**PROBLEM TO SOLVE:** Copy out everything from the start of the rows down to the line that contains "(0, 82), (851, 895)", including that line.

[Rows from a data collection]
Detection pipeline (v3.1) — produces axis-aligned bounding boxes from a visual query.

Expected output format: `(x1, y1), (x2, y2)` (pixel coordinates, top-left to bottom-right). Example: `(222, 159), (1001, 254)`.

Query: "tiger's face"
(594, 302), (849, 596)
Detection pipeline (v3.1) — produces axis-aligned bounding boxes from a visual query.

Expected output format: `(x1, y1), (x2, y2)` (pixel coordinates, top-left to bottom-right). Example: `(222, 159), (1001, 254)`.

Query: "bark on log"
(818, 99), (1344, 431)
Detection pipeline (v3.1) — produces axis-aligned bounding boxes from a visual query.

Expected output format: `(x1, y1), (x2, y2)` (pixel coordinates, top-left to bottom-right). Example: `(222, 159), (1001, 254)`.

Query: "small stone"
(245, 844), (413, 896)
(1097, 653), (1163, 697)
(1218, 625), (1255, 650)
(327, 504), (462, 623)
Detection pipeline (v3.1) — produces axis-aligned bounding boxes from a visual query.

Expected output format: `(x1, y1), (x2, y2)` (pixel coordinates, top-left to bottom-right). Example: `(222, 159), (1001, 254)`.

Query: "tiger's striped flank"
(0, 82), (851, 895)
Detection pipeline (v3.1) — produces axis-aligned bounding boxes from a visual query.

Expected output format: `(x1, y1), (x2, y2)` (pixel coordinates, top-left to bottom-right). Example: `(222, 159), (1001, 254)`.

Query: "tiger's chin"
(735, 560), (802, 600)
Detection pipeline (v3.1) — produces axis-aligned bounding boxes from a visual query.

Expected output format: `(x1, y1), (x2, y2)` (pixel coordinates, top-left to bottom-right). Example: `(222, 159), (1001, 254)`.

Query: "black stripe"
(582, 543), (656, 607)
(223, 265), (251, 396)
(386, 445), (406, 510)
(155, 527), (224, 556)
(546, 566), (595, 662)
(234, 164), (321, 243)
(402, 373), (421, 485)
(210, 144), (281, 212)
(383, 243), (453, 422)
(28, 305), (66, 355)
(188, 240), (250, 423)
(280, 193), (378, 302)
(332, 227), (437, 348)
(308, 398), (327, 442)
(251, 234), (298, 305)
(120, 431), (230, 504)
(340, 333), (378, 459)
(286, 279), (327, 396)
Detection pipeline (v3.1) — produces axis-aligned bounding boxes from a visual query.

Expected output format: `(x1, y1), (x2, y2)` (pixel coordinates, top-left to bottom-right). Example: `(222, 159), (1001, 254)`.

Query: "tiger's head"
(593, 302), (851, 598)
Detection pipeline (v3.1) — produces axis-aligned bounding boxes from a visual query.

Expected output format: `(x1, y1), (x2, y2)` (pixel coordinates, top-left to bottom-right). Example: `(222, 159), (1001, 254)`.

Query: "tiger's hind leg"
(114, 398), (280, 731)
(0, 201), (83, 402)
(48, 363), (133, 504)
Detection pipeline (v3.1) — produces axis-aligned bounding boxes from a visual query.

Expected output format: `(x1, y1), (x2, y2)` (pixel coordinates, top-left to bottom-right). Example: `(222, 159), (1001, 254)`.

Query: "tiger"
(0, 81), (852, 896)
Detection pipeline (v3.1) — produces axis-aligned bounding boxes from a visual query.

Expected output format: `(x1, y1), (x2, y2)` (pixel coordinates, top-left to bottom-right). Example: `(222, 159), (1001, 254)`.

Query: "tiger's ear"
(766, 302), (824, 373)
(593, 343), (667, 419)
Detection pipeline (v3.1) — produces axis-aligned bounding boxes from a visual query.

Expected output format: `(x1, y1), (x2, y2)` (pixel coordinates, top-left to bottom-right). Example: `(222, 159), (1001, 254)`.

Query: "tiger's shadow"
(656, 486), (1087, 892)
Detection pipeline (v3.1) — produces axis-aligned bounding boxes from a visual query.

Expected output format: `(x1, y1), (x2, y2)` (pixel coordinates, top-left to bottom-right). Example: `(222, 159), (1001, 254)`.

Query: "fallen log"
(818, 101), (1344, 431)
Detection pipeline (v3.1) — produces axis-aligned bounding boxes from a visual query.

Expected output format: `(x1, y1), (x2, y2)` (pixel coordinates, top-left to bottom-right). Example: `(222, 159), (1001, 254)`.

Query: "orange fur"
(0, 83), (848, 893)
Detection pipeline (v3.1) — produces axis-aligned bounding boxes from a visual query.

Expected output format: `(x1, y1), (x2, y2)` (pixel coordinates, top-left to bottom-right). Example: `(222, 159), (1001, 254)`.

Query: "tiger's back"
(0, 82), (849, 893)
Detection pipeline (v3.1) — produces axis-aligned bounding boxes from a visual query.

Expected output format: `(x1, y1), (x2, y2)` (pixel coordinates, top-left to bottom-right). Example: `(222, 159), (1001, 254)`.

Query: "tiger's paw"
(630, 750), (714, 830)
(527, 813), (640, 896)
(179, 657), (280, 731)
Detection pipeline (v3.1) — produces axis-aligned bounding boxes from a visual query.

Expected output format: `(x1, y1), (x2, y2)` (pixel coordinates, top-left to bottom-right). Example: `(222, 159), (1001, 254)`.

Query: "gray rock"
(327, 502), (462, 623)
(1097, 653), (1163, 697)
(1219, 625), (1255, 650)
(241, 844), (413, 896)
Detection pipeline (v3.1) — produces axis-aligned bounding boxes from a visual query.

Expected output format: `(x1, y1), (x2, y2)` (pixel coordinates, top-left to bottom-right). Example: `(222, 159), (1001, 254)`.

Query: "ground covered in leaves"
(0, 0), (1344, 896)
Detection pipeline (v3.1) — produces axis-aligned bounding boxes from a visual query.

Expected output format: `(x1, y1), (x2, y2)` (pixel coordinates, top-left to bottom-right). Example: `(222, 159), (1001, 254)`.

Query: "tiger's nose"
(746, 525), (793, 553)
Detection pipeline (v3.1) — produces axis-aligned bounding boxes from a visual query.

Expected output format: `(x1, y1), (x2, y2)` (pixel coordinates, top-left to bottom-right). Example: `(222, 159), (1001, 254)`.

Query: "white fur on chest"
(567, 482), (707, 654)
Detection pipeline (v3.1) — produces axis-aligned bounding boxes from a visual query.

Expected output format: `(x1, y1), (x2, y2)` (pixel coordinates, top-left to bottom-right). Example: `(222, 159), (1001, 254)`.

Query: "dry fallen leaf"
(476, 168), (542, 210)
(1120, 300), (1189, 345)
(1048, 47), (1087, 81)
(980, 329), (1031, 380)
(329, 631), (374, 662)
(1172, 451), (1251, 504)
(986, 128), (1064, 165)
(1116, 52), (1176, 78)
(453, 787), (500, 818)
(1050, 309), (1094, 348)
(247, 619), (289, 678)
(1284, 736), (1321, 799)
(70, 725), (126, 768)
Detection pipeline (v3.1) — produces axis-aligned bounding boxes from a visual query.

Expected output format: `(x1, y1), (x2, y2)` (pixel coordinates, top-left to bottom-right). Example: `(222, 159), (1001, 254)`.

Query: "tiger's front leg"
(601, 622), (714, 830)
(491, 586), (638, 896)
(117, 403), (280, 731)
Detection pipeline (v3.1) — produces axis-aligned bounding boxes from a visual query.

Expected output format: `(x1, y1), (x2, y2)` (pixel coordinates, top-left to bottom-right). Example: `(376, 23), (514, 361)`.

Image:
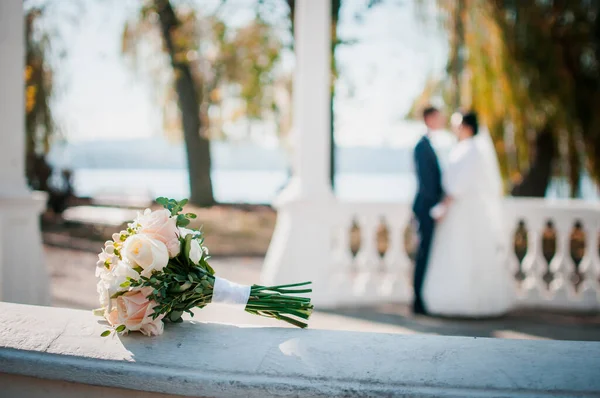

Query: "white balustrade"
(304, 198), (600, 311)
(0, 303), (600, 398)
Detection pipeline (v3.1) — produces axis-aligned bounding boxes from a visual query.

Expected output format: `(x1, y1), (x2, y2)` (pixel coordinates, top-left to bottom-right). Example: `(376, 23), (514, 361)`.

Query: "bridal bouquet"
(95, 198), (313, 336)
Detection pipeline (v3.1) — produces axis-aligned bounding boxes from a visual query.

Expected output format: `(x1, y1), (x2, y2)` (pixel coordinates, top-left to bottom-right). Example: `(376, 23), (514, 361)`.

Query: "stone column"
(0, 0), (49, 304)
(262, 0), (335, 305)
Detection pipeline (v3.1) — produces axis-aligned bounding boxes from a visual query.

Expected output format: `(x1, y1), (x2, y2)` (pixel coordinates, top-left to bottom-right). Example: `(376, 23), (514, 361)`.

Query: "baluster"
(522, 217), (547, 305)
(550, 218), (575, 308)
(332, 213), (358, 304)
(356, 213), (381, 301)
(579, 217), (600, 310)
(506, 219), (521, 285)
(381, 208), (411, 303)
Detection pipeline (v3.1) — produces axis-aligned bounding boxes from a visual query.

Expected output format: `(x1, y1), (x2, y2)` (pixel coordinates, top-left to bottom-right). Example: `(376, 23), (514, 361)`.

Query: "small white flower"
(190, 239), (202, 264)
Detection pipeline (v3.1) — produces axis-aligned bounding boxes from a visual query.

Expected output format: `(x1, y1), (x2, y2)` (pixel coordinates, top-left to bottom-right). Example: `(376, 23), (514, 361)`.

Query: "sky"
(41, 0), (447, 146)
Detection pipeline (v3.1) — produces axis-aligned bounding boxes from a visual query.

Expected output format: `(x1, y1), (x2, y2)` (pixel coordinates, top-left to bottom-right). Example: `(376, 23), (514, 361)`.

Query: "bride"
(423, 113), (515, 317)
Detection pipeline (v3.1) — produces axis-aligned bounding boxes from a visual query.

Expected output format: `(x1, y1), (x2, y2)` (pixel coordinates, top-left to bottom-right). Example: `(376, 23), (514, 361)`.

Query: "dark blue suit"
(413, 136), (444, 312)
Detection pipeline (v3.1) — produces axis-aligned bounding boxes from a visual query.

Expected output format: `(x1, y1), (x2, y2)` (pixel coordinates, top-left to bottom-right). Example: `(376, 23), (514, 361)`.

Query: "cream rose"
(137, 209), (181, 257)
(97, 261), (140, 309)
(121, 233), (169, 277)
(107, 287), (164, 336)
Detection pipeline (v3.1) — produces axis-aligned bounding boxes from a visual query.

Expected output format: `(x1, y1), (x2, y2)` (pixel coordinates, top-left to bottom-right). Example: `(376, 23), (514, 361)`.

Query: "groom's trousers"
(413, 212), (435, 312)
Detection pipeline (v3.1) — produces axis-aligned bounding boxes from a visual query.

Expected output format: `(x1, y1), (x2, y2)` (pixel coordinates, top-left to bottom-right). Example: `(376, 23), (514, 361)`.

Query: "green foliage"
(122, 1), (283, 137)
(413, 0), (600, 192)
(156, 197), (196, 227)
(122, 197), (313, 332)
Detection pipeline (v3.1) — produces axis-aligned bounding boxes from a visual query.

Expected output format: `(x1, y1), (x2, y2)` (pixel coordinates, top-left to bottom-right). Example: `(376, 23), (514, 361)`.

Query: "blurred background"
(24, 0), (600, 338)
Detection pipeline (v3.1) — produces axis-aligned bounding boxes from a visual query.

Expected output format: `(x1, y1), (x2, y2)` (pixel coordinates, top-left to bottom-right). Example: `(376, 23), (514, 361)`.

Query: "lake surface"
(49, 139), (599, 204)
(74, 169), (598, 204)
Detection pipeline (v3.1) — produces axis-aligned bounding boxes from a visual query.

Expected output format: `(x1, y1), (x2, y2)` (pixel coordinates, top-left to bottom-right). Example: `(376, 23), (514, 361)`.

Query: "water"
(74, 169), (415, 204)
(49, 138), (599, 204)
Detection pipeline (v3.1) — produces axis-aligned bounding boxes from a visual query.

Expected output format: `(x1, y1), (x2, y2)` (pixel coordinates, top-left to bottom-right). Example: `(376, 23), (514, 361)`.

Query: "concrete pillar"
(262, 0), (335, 306)
(0, 0), (49, 304)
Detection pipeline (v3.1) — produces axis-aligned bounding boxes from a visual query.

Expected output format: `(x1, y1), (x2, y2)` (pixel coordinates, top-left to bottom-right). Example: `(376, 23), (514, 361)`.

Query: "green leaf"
(177, 214), (190, 227)
(183, 234), (193, 262)
(156, 196), (169, 208)
(169, 311), (183, 322)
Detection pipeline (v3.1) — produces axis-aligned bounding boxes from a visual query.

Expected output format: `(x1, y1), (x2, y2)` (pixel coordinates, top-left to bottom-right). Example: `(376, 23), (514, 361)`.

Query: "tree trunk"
(511, 128), (556, 198)
(154, 0), (215, 206)
(329, 0), (342, 190)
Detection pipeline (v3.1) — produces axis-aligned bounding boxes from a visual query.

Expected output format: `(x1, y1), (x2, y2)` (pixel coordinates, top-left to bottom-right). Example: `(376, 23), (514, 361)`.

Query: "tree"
(123, 0), (282, 206)
(412, 0), (600, 196)
(25, 8), (55, 191)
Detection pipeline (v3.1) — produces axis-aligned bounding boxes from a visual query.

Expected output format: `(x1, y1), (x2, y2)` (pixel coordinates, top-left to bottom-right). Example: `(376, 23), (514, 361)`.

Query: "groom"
(413, 106), (444, 315)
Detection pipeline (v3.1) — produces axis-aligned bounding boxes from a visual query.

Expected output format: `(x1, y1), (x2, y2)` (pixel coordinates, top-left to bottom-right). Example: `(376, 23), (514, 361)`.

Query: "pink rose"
(137, 209), (181, 258)
(108, 287), (164, 336)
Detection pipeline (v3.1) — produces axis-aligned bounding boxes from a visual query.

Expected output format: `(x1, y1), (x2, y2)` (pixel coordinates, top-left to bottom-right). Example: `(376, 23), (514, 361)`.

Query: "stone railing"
(263, 198), (600, 311)
(0, 303), (600, 398)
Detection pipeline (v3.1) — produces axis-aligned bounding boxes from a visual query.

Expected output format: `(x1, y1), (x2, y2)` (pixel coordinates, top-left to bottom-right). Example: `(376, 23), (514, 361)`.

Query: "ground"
(45, 245), (600, 340)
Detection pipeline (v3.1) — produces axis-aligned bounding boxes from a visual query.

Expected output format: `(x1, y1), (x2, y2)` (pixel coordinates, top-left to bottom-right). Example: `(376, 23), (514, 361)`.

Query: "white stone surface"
(261, 0), (335, 305)
(0, 303), (600, 398)
(0, 0), (50, 304)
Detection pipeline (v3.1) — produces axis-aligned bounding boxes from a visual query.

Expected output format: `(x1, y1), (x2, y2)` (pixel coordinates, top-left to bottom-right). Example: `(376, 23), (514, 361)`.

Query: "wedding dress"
(423, 132), (515, 317)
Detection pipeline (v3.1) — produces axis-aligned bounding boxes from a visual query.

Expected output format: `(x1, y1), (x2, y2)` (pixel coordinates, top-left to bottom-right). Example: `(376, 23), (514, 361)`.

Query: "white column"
(262, 0), (335, 305)
(0, 0), (49, 304)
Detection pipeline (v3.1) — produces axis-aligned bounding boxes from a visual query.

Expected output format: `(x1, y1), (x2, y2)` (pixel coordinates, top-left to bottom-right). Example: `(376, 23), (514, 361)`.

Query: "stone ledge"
(0, 303), (600, 397)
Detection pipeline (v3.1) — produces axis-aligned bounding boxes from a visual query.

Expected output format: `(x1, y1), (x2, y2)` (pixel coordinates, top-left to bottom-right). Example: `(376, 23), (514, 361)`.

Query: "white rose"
(96, 261), (140, 308)
(137, 209), (181, 257)
(121, 234), (169, 277)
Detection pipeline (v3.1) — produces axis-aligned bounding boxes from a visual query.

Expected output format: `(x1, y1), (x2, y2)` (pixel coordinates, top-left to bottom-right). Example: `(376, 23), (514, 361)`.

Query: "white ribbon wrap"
(211, 276), (250, 311)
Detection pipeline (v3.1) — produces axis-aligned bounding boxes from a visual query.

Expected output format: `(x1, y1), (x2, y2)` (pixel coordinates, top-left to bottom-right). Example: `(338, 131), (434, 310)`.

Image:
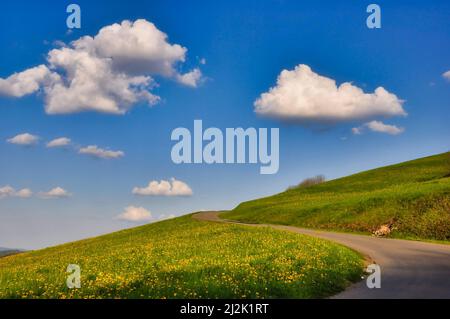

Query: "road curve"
(193, 212), (450, 299)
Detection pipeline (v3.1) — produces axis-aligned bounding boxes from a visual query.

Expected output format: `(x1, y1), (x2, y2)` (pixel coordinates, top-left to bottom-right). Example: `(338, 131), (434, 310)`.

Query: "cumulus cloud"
(0, 185), (33, 198)
(133, 178), (193, 196)
(177, 68), (202, 88)
(0, 65), (60, 97)
(14, 188), (33, 198)
(0, 19), (202, 114)
(116, 206), (152, 222)
(442, 70), (450, 81)
(39, 186), (71, 199)
(78, 145), (125, 159)
(7, 133), (39, 145)
(47, 137), (71, 147)
(254, 64), (406, 123)
(352, 121), (405, 135)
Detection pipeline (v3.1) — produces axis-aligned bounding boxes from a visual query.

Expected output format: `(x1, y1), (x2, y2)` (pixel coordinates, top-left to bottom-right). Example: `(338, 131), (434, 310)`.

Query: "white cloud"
(0, 19), (201, 114)
(0, 65), (59, 97)
(117, 206), (152, 222)
(0, 185), (16, 198)
(7, 133), (39, 145)
(0, 185), (33, 198)
(177, 68), (202, 88)
(254, 64), (406, 123)
(40, 187), (71, 199)
(133, 178), (193, 196)
(78, 145), (125, 159)
(47, 137), (71, 147)
(14, 188), (33, 198)
(442, 70), (450, 81)
(352, 121), (405, 135)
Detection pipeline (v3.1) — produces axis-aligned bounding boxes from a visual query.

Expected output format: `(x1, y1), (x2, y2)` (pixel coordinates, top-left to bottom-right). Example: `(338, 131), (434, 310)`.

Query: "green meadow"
(221, 152), (450, 240)
(0, 215), (363, 299)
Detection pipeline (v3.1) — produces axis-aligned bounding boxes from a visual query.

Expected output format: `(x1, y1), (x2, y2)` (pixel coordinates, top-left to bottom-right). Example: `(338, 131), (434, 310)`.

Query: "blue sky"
(0, 0), (450, 249)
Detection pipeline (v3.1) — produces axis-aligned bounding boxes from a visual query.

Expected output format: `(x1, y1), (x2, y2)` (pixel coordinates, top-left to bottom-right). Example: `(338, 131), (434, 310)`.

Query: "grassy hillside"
(222, 153), (450, 240)
(0, 216), (363, 298)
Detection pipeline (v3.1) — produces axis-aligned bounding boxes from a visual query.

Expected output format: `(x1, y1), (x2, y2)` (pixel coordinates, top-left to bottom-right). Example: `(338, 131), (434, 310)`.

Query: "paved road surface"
(194, 212), (450, 298)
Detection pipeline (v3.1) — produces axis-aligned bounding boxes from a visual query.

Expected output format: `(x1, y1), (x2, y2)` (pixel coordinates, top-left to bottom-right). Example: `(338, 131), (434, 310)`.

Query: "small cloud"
(442, 70), (450, 81)
(0, 19), (201, 114)
(39, 187), (72, 199)
(254, 64), (407, 124)
(78, 145), (125, 159)
(177, 68), (202, 88)
(47, 137), (71, 147)
(116, 206), (153, 222)
(15, 188), (33, 198)
(133, 178), (193, 196)
(7, 133), (39, 145)
(352, 121), (405, 135)
(352, 127), (362, 135)
(0, 185), (33, 198)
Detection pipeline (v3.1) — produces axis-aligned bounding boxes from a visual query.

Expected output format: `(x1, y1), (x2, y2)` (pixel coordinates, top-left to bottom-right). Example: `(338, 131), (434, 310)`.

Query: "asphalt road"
(194, 212), (450, 299)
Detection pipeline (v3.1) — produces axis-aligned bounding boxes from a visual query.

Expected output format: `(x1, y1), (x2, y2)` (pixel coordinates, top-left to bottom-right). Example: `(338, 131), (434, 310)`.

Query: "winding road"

**EXERCISE RESULT:**
Detection pipeline (v3.1) — produces axis-aligned bounding boxes from a visual query.

Expected output format: `(x1, y1), (x2, y2)` (pixel coordinates, top-left to bottom-right). Example: `(222, 159), (1001, 254)`.

Query: "tiger's face"
(594, 302), (849, 596)
Detection pipeline (v3.1) — produces axis-aligned bounding boxes from a visual query.

Expected output format: `(x1, y1), (x2, y2)` (pixel coordinates, top-left to bottom-right). Example: `(222, 159), (1001, 254)`.

Query: "bark on log"
(818, 99), (1344, 431)
Detection pipeline (v3.1) — produces axis-aligned bounding boxes from a visual query.

Expected output format: `(x1, y1), (x2, y2)` (pixel coordinates, top-left to bottom-right). Example: `(222, 159), (1001, 254)`.

Query: "small stone"
(245, 844), (413, 896)
(1097, 653), (1163, 697)
(1218, 625), (1255, 650)
(327, 504), (462, 623)
Detection pipeline (v3.1) — produces axis-aligned bounding boxes from a visual query.

Expected output format: `(x1, y1), (x2, y2)` (pixel coordinates, top-left to bottom-right). Example: `(222, 159), (1001, 254)`.

Query: "tiger's striped flank"
(0, 82), (851, 895)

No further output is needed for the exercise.